START Data

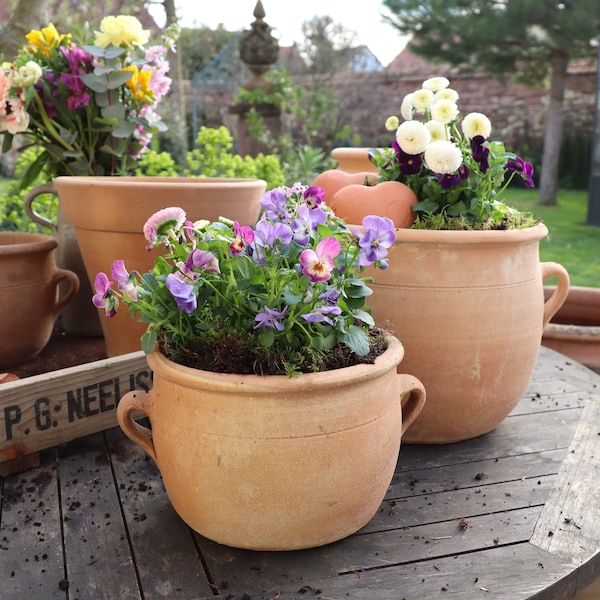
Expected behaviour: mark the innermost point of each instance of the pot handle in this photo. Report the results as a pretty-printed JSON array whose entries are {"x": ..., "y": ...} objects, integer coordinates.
[
  {"x": 142, "y": 436},
  {"x": 412, "y": 399},
  {"x": 43, "y": 188},
  {"x": 73, "y": 281},
  {"x": 551, "y": 306}
]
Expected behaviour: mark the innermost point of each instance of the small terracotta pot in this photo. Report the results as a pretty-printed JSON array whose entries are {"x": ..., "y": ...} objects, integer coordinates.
[
  {"x": 275, "y": 462},
  {"x": 29, "y": 301},
  {"x": 575, "y": 328},
  {"x": 108, "y": 216}
]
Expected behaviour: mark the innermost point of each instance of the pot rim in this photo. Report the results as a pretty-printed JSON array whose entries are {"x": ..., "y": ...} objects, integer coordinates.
[
  {"x": 259, "y": 384},
  {"x": 22, "y": 242},
  {"x": 67, "y": 181}
]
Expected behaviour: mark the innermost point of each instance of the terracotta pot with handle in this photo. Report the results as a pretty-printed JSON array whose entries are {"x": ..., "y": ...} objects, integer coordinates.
[
  {"x": 29, "y": 299},
  {"x": 275, "y": 462}
]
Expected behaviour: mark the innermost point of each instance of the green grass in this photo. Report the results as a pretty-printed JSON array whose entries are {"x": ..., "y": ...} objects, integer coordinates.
[{"x": 571, "y": 243}]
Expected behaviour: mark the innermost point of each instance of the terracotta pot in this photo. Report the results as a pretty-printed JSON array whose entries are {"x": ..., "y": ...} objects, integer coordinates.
[
  {"x": 469, "y": 309},
  {"x": 353, "y": 160},
  {"x": 79, "y": 315},
  {"x": 575, "y": 329},
  {"x": 275, "y": 463},
  {"x": 108, "y": 216},
  {"x": 29, "y": 301}
]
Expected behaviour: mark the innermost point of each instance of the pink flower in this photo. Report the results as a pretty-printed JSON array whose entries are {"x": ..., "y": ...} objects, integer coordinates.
[{"x": 318, "y": 263}]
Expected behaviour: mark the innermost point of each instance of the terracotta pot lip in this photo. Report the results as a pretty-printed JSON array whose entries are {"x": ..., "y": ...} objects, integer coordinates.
[
  {"x": 259, "y": 384},
  {"x": 21, "y": 242},
  {"x": 99, "y": 181}
]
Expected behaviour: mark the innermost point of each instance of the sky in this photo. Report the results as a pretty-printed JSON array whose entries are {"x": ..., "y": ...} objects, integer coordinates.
[{"x": 286, "y": 18}]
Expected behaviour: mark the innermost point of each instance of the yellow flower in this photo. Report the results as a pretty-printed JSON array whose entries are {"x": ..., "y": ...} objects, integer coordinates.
[
  {"x": 139, "y": 84},
  {"x": 123, "y": 30},
  {"x": 45, "y": 40}
]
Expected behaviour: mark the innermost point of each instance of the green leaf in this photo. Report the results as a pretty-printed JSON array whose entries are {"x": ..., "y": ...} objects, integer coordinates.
[{"x": 356, "y": 339}]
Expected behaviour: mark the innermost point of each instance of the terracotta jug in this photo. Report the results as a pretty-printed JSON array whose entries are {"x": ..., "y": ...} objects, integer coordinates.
[
  {"x": 275, "y": 462},
  {"x": 29, "y": 302}
]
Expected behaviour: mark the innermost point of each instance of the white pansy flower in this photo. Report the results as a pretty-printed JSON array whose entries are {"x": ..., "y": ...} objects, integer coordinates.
[
  {"x": 391, "y": 123},
  {"x": 437, "y": 130},
  {"x": 422, "y": 99},
  {"x": 413, "y": 137},
  {"x": 476, "y": 124},
  {"x": 406, "y": 108},
  {"x": 436, "y": 83},
  {"x": 443, "y": 157},
  {"x": 444, "y": 111},
  {"x": 26, "y": 75},
  {"x": 446, "y": 94}
]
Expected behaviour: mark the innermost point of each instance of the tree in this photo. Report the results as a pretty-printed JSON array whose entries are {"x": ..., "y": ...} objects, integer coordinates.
[{"x": 530, "y": 41}]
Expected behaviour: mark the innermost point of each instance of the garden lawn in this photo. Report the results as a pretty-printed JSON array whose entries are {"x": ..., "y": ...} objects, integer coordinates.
[{"x": 571, "y": 242}]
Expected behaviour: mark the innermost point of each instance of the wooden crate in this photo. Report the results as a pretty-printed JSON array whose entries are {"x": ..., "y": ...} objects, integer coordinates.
[{"x": 49, "y": 409}]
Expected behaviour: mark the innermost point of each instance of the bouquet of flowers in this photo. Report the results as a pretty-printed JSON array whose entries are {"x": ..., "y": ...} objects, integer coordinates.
[
  {"x": 280, "y": 298},
  {"x": 454, "y": 168},
  {"x": 91, "y": 108}
]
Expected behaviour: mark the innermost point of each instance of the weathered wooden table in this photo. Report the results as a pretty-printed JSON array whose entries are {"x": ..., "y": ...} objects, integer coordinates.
[{"x": 511, "y": 515}]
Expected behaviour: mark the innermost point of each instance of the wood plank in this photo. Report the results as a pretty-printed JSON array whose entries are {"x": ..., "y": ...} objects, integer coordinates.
[
  {"x": 97, "y": 553},
  {"x": 31, "y": 558},
  {"x": 168, "y": 562},
  {"x": 568, "y": 525},
  {"x": 46, "y": 410}
]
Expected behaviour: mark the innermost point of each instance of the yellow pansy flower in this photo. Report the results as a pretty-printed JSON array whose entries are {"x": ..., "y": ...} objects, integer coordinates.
[{"x": 44, "y": 40}]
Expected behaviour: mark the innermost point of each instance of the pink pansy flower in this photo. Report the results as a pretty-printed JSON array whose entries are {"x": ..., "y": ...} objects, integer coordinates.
[{"x": 318, "y": 263}]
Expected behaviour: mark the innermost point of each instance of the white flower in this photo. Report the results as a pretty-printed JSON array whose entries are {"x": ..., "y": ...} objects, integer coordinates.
[
  {"x": 422, "y": 99},
  {"x": 436, "y": 83},
  {"x": 444, "y": 111},
  {"x": 391, "y": 123},
  {"x": 406, "y": 108},
  {"x": 443, "y": 157},
  {"x": 26, "y": 75},
  {"x": 446, "y": 94},
  {"x": 437, "y": 130},
  {"x": 476, "y": 124},
  {"x": 413, "y": 137}
]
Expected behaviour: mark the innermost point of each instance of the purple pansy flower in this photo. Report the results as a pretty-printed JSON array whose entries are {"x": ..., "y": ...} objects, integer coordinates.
[{"x": 270, "y": 318}]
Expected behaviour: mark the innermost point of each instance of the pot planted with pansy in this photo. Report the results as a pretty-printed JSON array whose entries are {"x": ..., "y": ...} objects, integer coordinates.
[
  {"x": 87, "y": 100},
  {"x": 464, "y": 291},
  {"x": 276, "y": 407}
]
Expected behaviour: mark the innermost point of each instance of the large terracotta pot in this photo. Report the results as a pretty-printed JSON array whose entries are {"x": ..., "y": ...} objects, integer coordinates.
[
  {"x": 108, "y": 216},
  {"x": 29, "y": 301},
  {"x": 275, "y": 462},
  {"x": 575, "y": 328},
  {"x": 469, "y": 309},
  {"x": 79, "y": 315}
]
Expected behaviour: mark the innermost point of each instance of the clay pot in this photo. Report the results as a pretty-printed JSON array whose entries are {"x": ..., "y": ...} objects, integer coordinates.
[
  {"x": 79, "y": 315},
  {"x": 469, "y": 309},
  {"x": 353, "y": 160},
  {"x": 108, "y": 216},
  {"x": 275, "y": 463},
  {"x": 575, "y": 328},
  {"x": 29, "y": 301}
]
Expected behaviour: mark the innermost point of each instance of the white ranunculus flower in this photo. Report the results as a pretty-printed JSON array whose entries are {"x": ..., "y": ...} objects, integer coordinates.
[
  {"x": 391, "y": 123},
  {"x": 406, "y": 108},
  {"x": 437, "y": 130},
  {"x": 446, "y": 94},
  {"x": 422, "y": 99},
  {"x": 436, "y": 83},
  {"x": 444, "y": 157},
  {"x": 413, "y": 137},
  {"x": 444, "y": 111},
  {"x": 476, "y": 124}
]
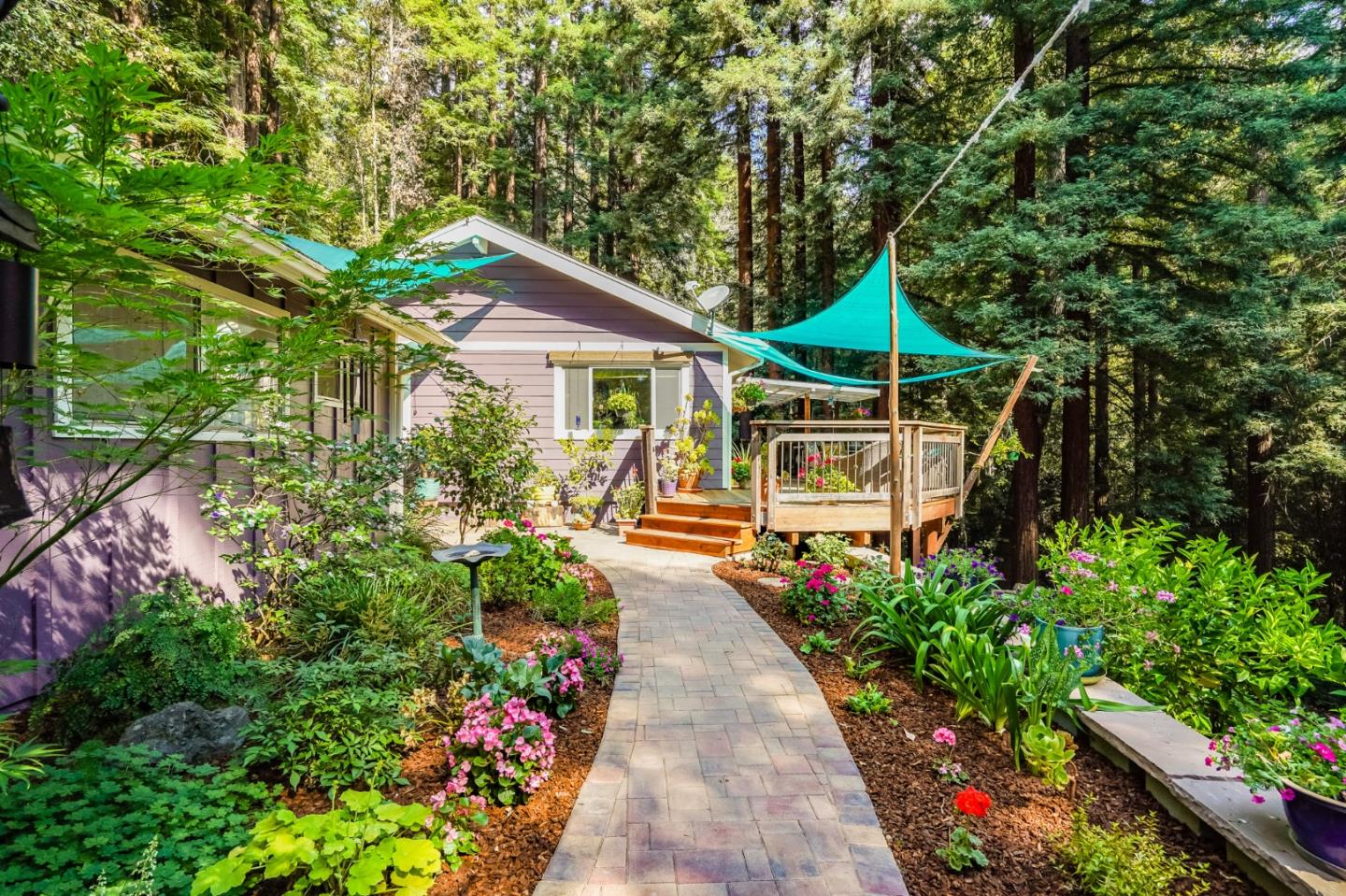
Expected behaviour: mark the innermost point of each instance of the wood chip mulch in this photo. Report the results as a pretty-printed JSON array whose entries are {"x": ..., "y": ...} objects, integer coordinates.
[
  {"x": 519, "y": 841},
  {"x": 895, "y": 755}
]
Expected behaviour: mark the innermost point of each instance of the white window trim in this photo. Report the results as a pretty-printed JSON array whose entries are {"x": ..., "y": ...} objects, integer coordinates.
[
  {"x": 562, "y": 431},
  {"x": 64, "y": 425}
]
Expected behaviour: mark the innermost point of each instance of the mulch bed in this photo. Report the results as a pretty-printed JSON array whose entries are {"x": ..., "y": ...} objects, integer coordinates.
[
  {"x": 519, "y": 841},
  {"x": 895, "y": 756}
]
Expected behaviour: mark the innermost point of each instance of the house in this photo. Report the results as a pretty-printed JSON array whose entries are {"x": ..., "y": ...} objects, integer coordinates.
[
  {"x": 158, "y": 531},
  {"x": 566, "y": 335}
]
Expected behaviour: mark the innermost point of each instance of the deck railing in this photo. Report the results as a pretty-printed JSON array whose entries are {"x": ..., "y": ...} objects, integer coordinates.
[{"x": 836, "y": 476}]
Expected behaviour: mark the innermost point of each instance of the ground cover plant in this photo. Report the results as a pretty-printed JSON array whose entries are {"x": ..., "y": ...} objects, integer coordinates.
[{"x": 97, "y": 810}]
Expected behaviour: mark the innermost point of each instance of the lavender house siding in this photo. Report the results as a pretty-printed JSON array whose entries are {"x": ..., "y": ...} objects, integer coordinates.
[{"x": 508, "y": 330}]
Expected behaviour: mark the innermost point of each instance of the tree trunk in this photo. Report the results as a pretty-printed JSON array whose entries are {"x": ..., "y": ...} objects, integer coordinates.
[
  {"x": 1262, "y": 517},
  {"x": 1103, "y": 425},
  {"x": 801, "y": 228},
  {"x": 774, "y": 263},
  {"x": 1024, "y": 498},
  {"x": 743, "y": 161},
  {"x": 1074, "y": 410},
  {"x": 540, "y": 155},
  {"x": 884, "y": 208},
  {"x": 826, "y": 245}
]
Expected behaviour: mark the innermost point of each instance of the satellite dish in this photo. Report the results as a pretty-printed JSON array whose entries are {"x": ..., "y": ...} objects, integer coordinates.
[{"x": 712, "y": 297}]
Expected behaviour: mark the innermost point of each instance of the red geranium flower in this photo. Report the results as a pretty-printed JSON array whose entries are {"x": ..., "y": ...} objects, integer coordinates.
[{"x": 969, "y": 801}]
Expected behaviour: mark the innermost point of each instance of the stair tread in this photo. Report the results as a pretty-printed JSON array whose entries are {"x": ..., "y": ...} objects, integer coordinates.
[{"x": 678, "y": 535}]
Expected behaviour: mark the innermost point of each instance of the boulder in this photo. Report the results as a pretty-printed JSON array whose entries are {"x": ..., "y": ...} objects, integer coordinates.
[{"x": 186, "y": 730}]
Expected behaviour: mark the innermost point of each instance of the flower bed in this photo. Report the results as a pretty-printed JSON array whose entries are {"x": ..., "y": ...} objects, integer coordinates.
[{"x": 899, "y": 758}]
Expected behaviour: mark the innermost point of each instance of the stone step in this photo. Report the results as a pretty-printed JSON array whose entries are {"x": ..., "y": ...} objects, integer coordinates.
[{"x": 709, "y": 545}]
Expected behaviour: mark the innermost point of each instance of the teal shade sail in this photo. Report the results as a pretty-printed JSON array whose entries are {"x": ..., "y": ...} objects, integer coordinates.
[
  {"x": 859, "y": 320},
  {"x": 336, "y": 257},
  {"x": 752, "y": 345}
]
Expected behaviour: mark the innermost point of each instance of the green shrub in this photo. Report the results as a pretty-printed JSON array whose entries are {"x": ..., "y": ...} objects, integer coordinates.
[
  {"x": 532, "y": 566},
  {"x": 820, "y": 642},
  {"x": 768, "y": 552},
  {"x": 158, "y": 648},
  {"x": 828, "y": 548},
  {"x": 819, "y": 595},
  {"x": 334, "y": 722},
  {"x": 908, "y": 617},
  {"x": 407, "y": 608},
  {"x": 1115, "y": 861},
  {"x": 868, "y": 701},
  {"x": 100, "y": 807},
  {"x": 1192, "y": 626},
  {"x": 361, "y": 847}
]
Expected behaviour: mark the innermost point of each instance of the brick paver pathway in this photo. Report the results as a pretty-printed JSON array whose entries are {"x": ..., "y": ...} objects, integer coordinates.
[{"x": 722, "y": 771}]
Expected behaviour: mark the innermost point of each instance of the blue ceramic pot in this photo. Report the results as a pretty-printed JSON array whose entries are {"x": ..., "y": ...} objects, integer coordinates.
[
  {"x": 1088, "y": 638},
  {"x": 1318, "y": 826}
]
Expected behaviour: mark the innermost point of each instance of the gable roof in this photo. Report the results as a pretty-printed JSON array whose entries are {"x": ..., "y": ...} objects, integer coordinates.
[{"x": 516, "y": 242}]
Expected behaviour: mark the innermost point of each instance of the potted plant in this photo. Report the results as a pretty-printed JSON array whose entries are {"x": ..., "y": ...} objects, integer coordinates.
[
  {"x": 747, "y": 394},
  {"x": 1297, "y": 755},
  {"x": 667, "y": 474},
  {"x": 630, "y": 502},
  {"x": 691, "y": 437},
  {"x": 623, "y": 409},
  {"x": 545, "y": 482},
  {"x": 742, "y": 471},
  {"x": 431, "y": 448},
  {"x": 584, "y": 509}
]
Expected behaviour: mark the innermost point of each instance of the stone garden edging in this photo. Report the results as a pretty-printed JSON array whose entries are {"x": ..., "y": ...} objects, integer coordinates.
[{"x": 1171, "y": 756}]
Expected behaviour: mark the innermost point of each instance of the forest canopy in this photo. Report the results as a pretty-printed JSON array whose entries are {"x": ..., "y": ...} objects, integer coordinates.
[{"x": 1158, "y": 216}]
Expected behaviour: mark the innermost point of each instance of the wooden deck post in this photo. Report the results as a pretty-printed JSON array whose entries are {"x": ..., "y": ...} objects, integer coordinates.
[{"x": 894, "y": 419}]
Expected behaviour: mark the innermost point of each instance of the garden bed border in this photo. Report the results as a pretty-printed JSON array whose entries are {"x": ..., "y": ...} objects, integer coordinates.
[{"x": 1171, "y": 758}]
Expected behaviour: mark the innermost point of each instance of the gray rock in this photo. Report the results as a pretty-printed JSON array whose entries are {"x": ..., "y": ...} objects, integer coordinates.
[{"x": 187, "y": 730}]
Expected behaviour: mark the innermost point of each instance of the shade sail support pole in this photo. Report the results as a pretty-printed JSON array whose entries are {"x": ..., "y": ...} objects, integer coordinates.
[
  {"x": 894, "y": 420},
  {"x": 1000, "y": 422}
]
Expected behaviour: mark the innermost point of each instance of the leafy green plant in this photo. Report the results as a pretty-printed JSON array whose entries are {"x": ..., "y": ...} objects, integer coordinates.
[
  {"x": 158, "y": 648},
  {"x": 819, "y": 593},
  {"x": 338, "y": 721},
  {"x": 141, "y": 881},
  {"x": 908, "y": 617},
  {"x": 963, "y": 852},
  {"x": 828, "y": 548},
  {"x": 586, "y": 507},
  {"x": 768, "y": 553},
  {"x": 630, "y": 499},
  {"x": 1285, "y": 747},
  {"x": 868, "y": 701},
  {"x": 858, "y": 669},
  {"x": 364, "y": 846},
  {"x": 820, "y": 642},
  {"x": 565, "y": 603},
  {"x": 531, "y": 568},
  {"x": 1192, "y": 626},
  {"x": 1116, "y": 861},
  {"x": 486, "y": 461},
  {"x": 1048, "y": 752},
  {"x": 408, "y": 610},
  {"x": 100, "y": 807},
  {"x": 21, "y": 761}
]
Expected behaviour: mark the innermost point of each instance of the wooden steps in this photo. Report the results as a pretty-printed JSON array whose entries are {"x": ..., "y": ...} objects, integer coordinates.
[{"x": 697, "y": 528}]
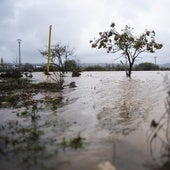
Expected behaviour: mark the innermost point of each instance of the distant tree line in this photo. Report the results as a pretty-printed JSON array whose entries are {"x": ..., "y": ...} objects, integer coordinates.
[
  {"x": 72, "y": 65},
  {"x": 119, "y": 67}
]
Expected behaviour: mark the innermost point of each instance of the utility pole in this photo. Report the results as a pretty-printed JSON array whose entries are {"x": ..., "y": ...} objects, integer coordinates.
[
  {"x": 19, "y": 52},
  {"x": 155, "y": 59},
  {"x": 49, "y": 50}
]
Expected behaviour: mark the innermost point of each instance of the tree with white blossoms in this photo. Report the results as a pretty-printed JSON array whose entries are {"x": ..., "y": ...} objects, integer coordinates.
[{"x": 130, "y": 45}]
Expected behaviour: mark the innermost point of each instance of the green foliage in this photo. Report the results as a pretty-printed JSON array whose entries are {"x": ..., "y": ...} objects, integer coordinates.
[
  {"x": 74, "y": 143},
  {"x": 126, "y": 42}
]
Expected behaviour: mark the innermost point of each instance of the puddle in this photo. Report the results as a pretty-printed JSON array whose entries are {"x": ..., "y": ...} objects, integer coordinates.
[{"x": 110, "y": 112}]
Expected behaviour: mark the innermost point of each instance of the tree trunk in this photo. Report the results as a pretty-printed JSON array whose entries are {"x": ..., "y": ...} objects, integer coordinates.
[{"x": 129, "y": 72}]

END Data

Description of the task: Word for word, restate the line that contains "of the utility" and each line after it, up to and including the last line of the listing; include nothing else.

Your response:
Expected behaviour: mark the innermost point of each instance of the utility pole in this photo. Report the results as a pretty-printed JSON array whose entries are {"x": ..., "y": ...} objects, integer coordinates.
[
  {"x": 19, "y": 52},
  {"x": 155, "y": 59},
  {"x": 49, "y": 50}
]
Expected behaviour: mark the innermost point of each instance of the tree with white blossoms in this photo. Report the results as a pretty-printed JSON array whose entries are {"x": ..., "y": ...} objects, integer coordinates.
[{"x": 130, "y": 45}]
Expected behaviour: mark the innermost point of each instance of the green foliage in this photo. Report the results as a pretty-printed JSON array whose entries are {"x": ..., "y": ...} objects, integer coordinates.
[
  {"x": 74, "y": 143},
  {"x": 126, "y": 42}
]
Expected behaviour: mark the innermost point of each instance of the puddle in this photo. Report the results as a pretty-printed JSON array whose entries are {"x": ..., "y": ...} objects, integer coordinates.
[{"x": 110, "y": 112}]
Expected behaviour: mark the innermost point of each instance of the tree trunk in this photo. Report the results as a pretty-printed JSON array whose entries are {"x": ..., "y": ...} objects, integer coordinates.
[{"x": 129, "y": 72}]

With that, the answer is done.